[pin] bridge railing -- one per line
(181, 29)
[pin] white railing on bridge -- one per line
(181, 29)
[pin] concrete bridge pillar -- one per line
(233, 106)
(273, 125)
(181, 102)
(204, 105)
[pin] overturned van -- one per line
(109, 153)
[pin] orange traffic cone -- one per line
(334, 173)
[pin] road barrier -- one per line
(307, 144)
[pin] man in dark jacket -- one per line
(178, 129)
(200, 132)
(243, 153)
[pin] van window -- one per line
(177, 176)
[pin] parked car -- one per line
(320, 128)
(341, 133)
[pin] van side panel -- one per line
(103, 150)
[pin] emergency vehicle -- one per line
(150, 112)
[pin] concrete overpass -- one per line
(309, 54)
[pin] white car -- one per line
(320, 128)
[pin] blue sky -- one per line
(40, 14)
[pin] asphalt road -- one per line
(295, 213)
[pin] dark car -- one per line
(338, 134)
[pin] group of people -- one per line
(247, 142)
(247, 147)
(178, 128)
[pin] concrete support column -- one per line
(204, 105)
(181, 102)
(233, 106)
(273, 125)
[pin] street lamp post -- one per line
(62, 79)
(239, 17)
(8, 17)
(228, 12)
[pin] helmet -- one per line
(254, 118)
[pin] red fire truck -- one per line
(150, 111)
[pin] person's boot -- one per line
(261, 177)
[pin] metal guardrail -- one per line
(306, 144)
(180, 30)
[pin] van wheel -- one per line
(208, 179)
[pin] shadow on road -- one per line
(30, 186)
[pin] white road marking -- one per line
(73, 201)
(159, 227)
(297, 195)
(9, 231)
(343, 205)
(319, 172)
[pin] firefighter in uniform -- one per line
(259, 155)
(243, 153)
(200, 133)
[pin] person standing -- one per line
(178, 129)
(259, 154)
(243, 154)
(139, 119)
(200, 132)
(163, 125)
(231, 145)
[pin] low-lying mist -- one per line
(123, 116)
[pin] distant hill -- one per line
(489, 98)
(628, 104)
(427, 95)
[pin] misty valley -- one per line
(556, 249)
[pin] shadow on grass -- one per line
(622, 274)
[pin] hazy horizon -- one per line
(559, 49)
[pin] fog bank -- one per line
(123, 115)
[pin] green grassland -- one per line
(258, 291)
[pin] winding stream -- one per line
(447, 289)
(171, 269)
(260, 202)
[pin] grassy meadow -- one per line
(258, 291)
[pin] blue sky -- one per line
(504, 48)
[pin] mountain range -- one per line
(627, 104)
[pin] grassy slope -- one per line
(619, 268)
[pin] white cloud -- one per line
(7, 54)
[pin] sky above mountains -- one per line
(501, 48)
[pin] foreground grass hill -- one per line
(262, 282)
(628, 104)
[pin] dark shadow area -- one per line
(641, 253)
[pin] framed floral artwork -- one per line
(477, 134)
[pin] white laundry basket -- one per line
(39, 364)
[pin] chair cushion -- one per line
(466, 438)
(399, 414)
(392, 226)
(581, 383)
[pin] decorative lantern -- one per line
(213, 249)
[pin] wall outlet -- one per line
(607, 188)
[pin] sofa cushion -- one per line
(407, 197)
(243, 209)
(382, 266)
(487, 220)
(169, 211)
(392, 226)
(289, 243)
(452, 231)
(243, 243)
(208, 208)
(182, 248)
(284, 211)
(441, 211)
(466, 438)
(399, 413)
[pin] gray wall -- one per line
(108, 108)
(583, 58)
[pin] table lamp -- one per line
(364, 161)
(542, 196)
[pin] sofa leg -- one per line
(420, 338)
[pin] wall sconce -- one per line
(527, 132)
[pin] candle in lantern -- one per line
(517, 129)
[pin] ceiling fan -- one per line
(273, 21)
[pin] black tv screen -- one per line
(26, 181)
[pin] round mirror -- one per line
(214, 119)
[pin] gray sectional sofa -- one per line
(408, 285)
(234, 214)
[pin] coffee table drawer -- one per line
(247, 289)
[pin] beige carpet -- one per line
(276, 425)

• • • •

* _Problem_:
All records shown above are to be output exactly.

* _Finished exercise_:
[pin] bridge railing -- one per line
(181, 29)
[pin] white railing on bridge -- one per line
(181, 29)
[pin] concrete bridge pillar -- one per line
(233, 106)
(273, 125)
(181, 102)
(204, 105)
[pin] overturned van -- one per line
(109, 153)
[pin] orange traffic cone -- one per line
(334, 173)
[pin] road barrier -- one per line
(307, 144)
[pin] man in dark jacket -- one per line
(178, 129)
(200, 132)
(243, 153)
[pin] van window -- one per line
(177, 176)
[pin] parked car -- one per line
(320, 128)
(341, 133)
[pin] van side panel -- one per line
(103, 150)
[pin] emergency vehicle -- one per line
(150, 112)
[pin] concrete overpass -- one per line
(309, 54)
[pin] white car -- one per line
(320, 128)
[pin] blue sky -- one per line
(40, 14)
[pin] asphalt road -- one per line
(295, 213)
[pin] dark car -- one per line
(338, 134)
[pin] group of people -- one per line
(247, 142)
(247, 147)
(178, 128)
[pin] concrete support column -- one per line
(204, 105)
(181, 102)
(233, 106)
(273, 125)
[pin] street lamp post -- one per line
(62, 79)
(239, 17)
(8, 17)
(228, 12)
[pin] helmet -- one per line
(254, 118)
[pin] red fire truck -- one per line
(150, 111)
[pin] person's boot -- one per line
(261, 177)
[pin] metal guardrail -- one per line
(306, 144)
(180, 30)
[pin] van wheel -- one per line
(208, 179)
[pin] shadow on road -- one per line
(30, 186)
[pin] white road marking -- one per line
(73, 201)
(159, 227)
(297, 195)
(9, 231)
(343, 205)
(319, 172)
[pin] firefighter in uniform -- one per line
(259, 155)
(243, 153)
(200, 133)
[pin] person standing -- one per line
(178, 129)
(259, 154)
(243, 154)
(139, 119)
(200, 132)
(163, 125)
(231, 145)
[pin] low-lying mist -- one per line
(123, 116)
[pin] distant hill -- one per line
(489, 98)
(628, 104)
(427, 95)
[pin] misty valley -- one per line
(556, 249)
[pin] shadow on grass -- one per line
(622, 274)
[pin] hazy horizon -- one per line
(559, 49)
[pin] fog bank -- one per line
(123, 115)
[pin] green grassland -- one per line
(258, 291)
[pin] winding stream -- one per line
(447, 289)
(171, 269)
(260, 202)
[pin] grassy meadow -- one per line
(258, 291)
[pin] blue sky -- one per line
(504, 48)
[pin] mountain range -- one per line
(627, 104)
[pin] grassy slope -- one per line
(619, 268)
[pin] white cloud -- one per line
(7, 54)
[pin] sky above mountains -- one per line
(501, 48)
[pin] foreground grass hill -- one per line
(262, 282)
(628, 104)
[pin] dark shadow area -- one per line
(641, 253)
[pin] framed floral artwork -- one per line
(477, 134)
[pin] white laundry basket -- one per line
(39, 364)
[pin] chair cushion -- one per line
(466, 438)
(399, 414)
(392, 226)
(581, 383)
[pin] decorative lantern -- one per line
(213, 249)
[pin] wall outlet -- one per line
(607, 188)
[pin] sofa cushion -- one per line
(407, 197)
(243, 209)
(382, 266)
(487, 220)
(169, 211)
(392, 226)
(289, 243)
(452, 231)
(243, 243)
(208, 208)
(182, 248)
(284, 211)
(441, 211)
(466, 438)
(399, 413)
[pin] gray wall -- one per line
(108, 108)
(583, 58)
[pin] table lamp -- one per line
(364, 161)
(542, 196)
[pin] sofa leg -- one per line
(420, 338)
[pin] wall sconce -- one per line
(527, 132)
[pin] candle in lantern -- one per line
(517, 129)
[pin] ceiling fan -- one per line
(273, 21)
[pin] black tv screen -- one per line
(26, 181)
[pin] round mirror -- one per line
(214, 119)
[pin] gray sectional sofa -- one per line
(408, 285)
(234, 214)
[pin] coffee table drawer -- one per line
(247, 289)
[pin] beige carpet -- one per line
(276, 425)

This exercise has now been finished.